Work order> Copy the records below exactly as they appear.

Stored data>

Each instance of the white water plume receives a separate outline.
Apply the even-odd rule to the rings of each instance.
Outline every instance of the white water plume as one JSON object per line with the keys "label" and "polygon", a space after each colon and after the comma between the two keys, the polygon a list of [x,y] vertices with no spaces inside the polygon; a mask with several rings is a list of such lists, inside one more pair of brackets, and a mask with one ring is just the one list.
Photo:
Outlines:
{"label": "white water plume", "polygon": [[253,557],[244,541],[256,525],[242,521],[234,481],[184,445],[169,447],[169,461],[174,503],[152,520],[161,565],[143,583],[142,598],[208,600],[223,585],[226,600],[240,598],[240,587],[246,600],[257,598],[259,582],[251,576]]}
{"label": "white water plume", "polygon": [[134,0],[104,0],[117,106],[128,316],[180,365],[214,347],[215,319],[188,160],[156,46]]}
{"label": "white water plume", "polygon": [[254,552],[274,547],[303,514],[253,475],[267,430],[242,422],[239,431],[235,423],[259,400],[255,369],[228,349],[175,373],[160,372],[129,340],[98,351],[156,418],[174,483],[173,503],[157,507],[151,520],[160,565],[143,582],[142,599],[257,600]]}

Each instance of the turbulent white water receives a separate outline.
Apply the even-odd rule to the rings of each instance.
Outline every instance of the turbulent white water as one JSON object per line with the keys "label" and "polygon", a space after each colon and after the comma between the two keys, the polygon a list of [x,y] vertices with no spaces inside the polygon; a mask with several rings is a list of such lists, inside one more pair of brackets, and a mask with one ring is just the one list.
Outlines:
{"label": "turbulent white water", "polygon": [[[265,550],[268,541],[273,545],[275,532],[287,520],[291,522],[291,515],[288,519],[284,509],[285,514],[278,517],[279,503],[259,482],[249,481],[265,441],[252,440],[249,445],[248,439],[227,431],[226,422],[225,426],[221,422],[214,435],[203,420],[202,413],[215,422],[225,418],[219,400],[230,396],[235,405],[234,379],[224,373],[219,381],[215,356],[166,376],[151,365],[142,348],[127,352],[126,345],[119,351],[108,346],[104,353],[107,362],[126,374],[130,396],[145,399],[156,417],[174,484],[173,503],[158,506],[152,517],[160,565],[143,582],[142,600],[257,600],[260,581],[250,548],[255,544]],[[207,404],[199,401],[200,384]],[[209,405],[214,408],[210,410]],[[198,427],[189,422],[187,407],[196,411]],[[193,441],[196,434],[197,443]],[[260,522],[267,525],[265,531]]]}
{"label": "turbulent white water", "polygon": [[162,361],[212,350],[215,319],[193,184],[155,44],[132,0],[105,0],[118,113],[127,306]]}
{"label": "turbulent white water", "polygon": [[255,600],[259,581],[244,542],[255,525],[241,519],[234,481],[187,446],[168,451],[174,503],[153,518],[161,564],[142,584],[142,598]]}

Answer to this task>
Each instance of the white water plume receives a separate outline.
Apply the even-odd rule to the rings of each instance.
Outline every instance of the white water plume as one JSON object per line with the keys "label" and "polygon", a space after each colon and after the comma between the two keys, the polygon a list of [x,y] vertices with no spaces inside the polygon; a mask with several rings is a list of such lists, inside one more pair of brackets, and a mask with one ring is just the one list.
Photo:
Outlines:
{"label": "white water plume", "polygon": [[253,557],[244,541],[256,525],[242,521],[234,481],[184,445],[169,447],[169,461],[174,503],[152,520],[161,565],[143,583],[142,598],[208,600],[223,585],[226,600],[240,598],[240,587],[246,600],[257,598],[259,582],[251,576]]}
{"label": "white water plume", "polygon": [[134,0],[104,0],[117,106],[128,316],[180,365],[214,347],[215,319],[188,160],[156,46]]}
{"label": "white water plume", "polygon": [[254,552],[274,547],[303,514],[253,475],[267,430],[242,422],[239,431],[235,423],[259,400],[255,369],[228,349],[175,373],[160,372],[129,340],[98,351],[156,418],[174,483],[173,503],[157,507],[151,520],[160,565],[143,582],[142,599],[257,600]]}

Each instance of the turbulent white water receives a separate outline.
Apply the even-odd rule to the rings of each instance.
Outline every instance of the turbulent white water as one JSON object per line with the keys "label" and "polygon", a space after each colon and after the comma between the two keys, the polygon a list of [x,y] vertices with no spaces inside the polygon; a mask with several rings is a list of such lists, inside one more pair of brackets, and a mask with one ring is just the one list.
Outlines:
{"label": "turbulent white water", "polygon": [[[265,550],[268,541],[273,545],[275,532],[287,520],[291,522],[291,515],[288,519],[284,509],[285,514],[278,517],[279,503],[259,482],[249,481],[265,441],[252,440],[249,445],[248,439],[227,431],[226,422],[225,426],[221,422],[214,435],[203,420],[202,413],[215,422],[225,418],[219,400],[230,396],[235,405],[234,379],[224,373],[219,381],[215,356],[166,376],[151,365],[142,348],[127,352],[126,345],[119,351],[108,346],[104,353],[107,362],[126,374],[130,396],[145,399],[156,417],[174,484],[173,503],[158,506],[152,517],[160,565],[143,582],[142,600],[257,600],[260,581],[250,548],[255,544]],[[207,404],[199,401],[200,384]],[[209,405],[214,408],[210,410]],[[198,427],[189,422],[187,407],[196,411]],[[193,441],[196,434],[197,443]],[[260,522],[267,525],[265,531]]]}
{"label": "turbulent white water", "polygon": [[162,361],[212,350],[215,319],[193,184],[155,44],[132,0],[105,0],[118,113],[127,306]]}
{"label": "turbulent white water", "polygon": [[255,600],[259,581],[244,542],[255,525],[241,519],[234,481],[187,446],[168,451],[174,503],[153,518],[161,564],[142,584],[142,598]]}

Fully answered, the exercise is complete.